=== WORK INSTRUCTIONS ===
Exact copies of all entries are needed. Pictures are to be left out.

=== GIVEN DATA ===
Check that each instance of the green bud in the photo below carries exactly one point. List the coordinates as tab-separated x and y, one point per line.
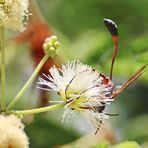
2	1
50	46
57	44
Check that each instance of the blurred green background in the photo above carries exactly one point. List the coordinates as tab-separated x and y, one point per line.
83	36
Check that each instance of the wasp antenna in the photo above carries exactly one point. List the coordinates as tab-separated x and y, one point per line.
130	81
113	29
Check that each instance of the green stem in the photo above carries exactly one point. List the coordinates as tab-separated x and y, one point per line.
38	110
28	83
2	42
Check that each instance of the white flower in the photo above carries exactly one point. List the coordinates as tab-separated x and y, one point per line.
81	88
13	14
11	133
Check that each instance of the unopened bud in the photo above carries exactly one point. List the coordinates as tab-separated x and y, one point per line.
50	46
2	1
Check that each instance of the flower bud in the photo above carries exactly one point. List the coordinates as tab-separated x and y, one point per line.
50	46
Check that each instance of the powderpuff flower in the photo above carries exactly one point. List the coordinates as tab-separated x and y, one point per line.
13	14
81	88
11	133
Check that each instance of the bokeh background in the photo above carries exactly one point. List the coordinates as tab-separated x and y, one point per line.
83	36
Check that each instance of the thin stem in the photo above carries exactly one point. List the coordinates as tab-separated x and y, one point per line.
2	42
28	83
38	110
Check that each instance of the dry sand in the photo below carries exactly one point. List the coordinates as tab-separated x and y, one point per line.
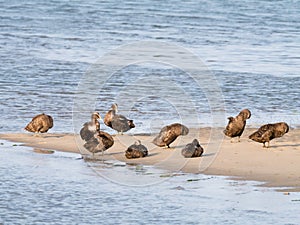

=== EXERCISE OUTPUT ===
Check that each instance of the green bud in the photo below carries exactly one point. List the coordinates as tab-separated x and y, one point per line.
2	1
50	46
57	44
Check that each instance of the blurred green background in the photo above carries exactly one point. List the coordinates as tab-separated x and y, one point per line.
83	36
Check that each instance of the wasp antenna in the photo above carries exactly one point. List the coordinates as tab-separated x and y, one point per line.
130	81
113	29
Check that each instance of the green stem in the photo above carries exactly one point. List the coordinates as tab-separated x and y, one point per line.
38	110
28	83
2	42
Check that each instance of the white flower in the photo above carries exactly one point. List the coordinates as tab-separated x and y, one point per line.
81	88
13	14
11	133
Check that each instance of the unopened bud in the photo above carries exactly one point. List the coordinates as tab-separated x and y, one point per line.
50	46
2	1
Check that each instance of the flower bud in the photo above carries exactly one point. List the coordinates as tab-separated x and y, one point per line.
50	46
Check that each instance of the powderpuff flower in the photo above carries exactly one point. List the coordinates as tab-separated x and y, one point per line.
13	14
81	88
11	133
Check that each instance of the bokeh background in the photo above carries exactly one point. List the coordinates as tab-separated x and y, one point per line.
83	36
Check that each instance of the thin stem in the photo above carries exactly one point. List the coordinates as tab-separated x and y, one point per line.
2	42
28	83
38	110
Check that each instance of the dry sand in the photo below carries exactly one point. List the coordinates as tab-separated x and y, one point per line.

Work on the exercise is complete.